Visto l'atto di intervento del Presidente del Consiglio dei ministri;

udito nella pubblica udienza del 12 aprile 1983 il Giudice relatore Antonio La Pergola;

udito l'avvocato dello Stato Giuseppe Angelini Rota per il Presidente del Consiglio dei ministri.

Ritenuto in fatto

1. - Con ordinanza emessa il 9 gennaio 1978, su ricorso proposto da Orioli Stefano contro il Ministero della Pubblica Istruzione, il TAR delle Marche ha sollevato, ritenendola rilevante e non manifestamente infondata, questione di legittimità costituzionale della normativa relativa alle scuole magistrali ed a quelle del grado preparatorio, nella parte in cui escludono l'accesso degli studenti maschi alle scuole magistrali e degli insegnanti dello stesso sesso alle scuole del grado preparatorio, per presunto contrasto con gli artt. 3, 34 e 51 Cost.

Formano oggetto di censura, precisamente, gli artt. 39 e 41 del R.D. 5 febbraio 1928, n. 577 (modificato dal R.D. 11 agosto 1933, n. 1286 e dall'art. 1 legge n. 470 del 1958), e inoltre gli artt. 6 R.D. n. 1286/33 e 4, 9 e 14 della legge n. 444 del 1968.

2. - Il suddetto Stefano Orioli chiedeva di essere ammesso agli esami di abilitazione all'insegnamento nelle scuole del grado preparatorio, per la sessione estiva del 1975, presso la scuola magistrale statale di Fossombrone-Pesaro. In seguito ad un colloquio con un funzionario del Ministero della Pubblica Istruzione, la Preside dell'Istituto comunicava con lettera all'Orioli di non poter accogliere la sua domanda.

L'interessato proponeva ricorso gerarchico al Ministero, censurando, oltre la mancata motivazione dell'atto, la violazione e falsa applicazione delle norme concernenti l'ammissione agli esami di abilitazione nelle scuole magistrali statali.

» COMPITI RICHIESTI:
1 - Elenca tutte le persone che il brano indica per nome.
2 - Estrai dal brano, parola per parola, la parte che comincia con le parole contenenti "Visto l'atto di" e si chiude con "Consiglio dei ministri.".
Le righe riportate di seguito non hanno alcun legame con il brano.

» DATI FORNITI:
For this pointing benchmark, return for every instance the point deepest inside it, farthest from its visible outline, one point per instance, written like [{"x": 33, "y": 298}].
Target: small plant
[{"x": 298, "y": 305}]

» SOLUZIONI DEI COMPITI:
1 -
Antonio La Pergola
Giuseppe Angelini Rota
Stefano Orioli

2 -
Visto l'atto di intervento del Presidente del Consiglio dei ministri;

udito nella pubblica udienza del 12 aprile 1983 il Giudice relatore Antonio La Pergola;

udito l'avvocato dello Stato Giuseppe Angelini Rota per il Presidente del Consiglio dei ministri.